● **ZU ERLEDIGEN**
[1] Gib aus dem Textauszug zum Stadthaushalt 2020 den Abschnitt wortgetreu wieder, beginnend bei „Drei Minuten stehen“ und weiter bis einschließlich „Stadtbauamt geführten Gebäudemanagement.“.
[2] Wie viel Redezeit steht Holger Grumbach oder Dr. Claudia Eider laut dem Textauszug zum Stadthaushalt 2020 heute im Stadtrat zu?

Drei Minuten stehen Holger Grumbach oder Dr. Claudia Eider heute im Stadtrat als Redezeit zum Stadthaushalt 2020 zu. Auf die möchte die sozialdemokratische Fraktions-Doppelspitze “gerne verzichten”. Denn das wäre ja nur “Schaulaufen”. Etwas ganz anders sind natürlich aus Sicht von des dynamischen Duos die Änderungsanträge zum Etat, die die SPD-Stadtratsfraktion einbringen möchte. Und deren Diskussion weitaus mehr Zeit kosten würde. Allesamt bezogen auf Punkte, für die SPD-Ausschußmitglieder in früheren Sitzungen gestimmt haben. So die 10%-Kürzung bei den Freiwilligen Leistungen. Oder die Kürzung von 500.000 Euro beim vom Stadtbauamt geführten Gebäudemanagement.

Keine Tarnung mit “Corona”

● **ANGEZEIGTE DATEN**

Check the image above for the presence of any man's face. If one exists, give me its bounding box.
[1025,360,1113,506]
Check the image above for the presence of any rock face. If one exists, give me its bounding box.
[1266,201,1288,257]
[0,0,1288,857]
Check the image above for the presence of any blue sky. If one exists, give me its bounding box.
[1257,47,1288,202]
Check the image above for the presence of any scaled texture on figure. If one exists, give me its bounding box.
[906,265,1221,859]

...

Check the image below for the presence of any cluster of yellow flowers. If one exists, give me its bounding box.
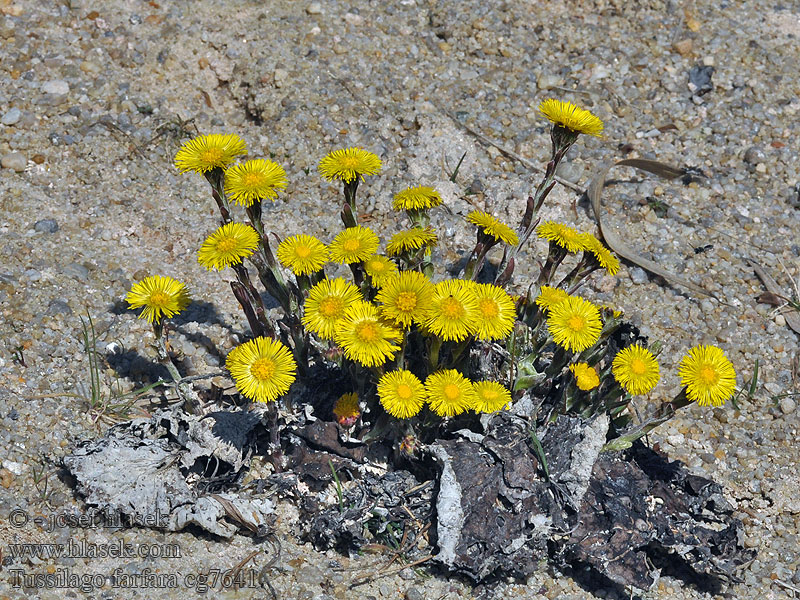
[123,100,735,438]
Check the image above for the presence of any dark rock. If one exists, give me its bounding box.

● **ANTWORTEN ZU AUFGABEN**
[1]
Drei Minuten stehen Holger Grumbach oder Dr. Claudia Eider heute im Stadtrat als Redezeit zum Stadthaushalt 2020 zu. Auf die möchte die sozialdemokratische Fraktions-Doppelspitze “gerne verzichten”. Denn das wäre ja nur “Schaulaufen”. Etwas ganz anders sind natürlich aus Sicht von des dynamischen Duos die Änderungsanträge zum Etat, die die SPD-Stadtratsfraktion einbringen möchte. Und deren Diskussion weitaus mehr Zeit kosten würde. Allesamt bezogen auf Punkte, für die SPD-Ausschußmitglieder in früheren Sitzungen gestimmt haben. So die 10%-Kürzung bei den Freiwilligen Leistungen. Oder die Kürzung von 500.000 Euro beim vom Stadtbauamt geführten Gebäudemanagement.

[2] Drei Minuten.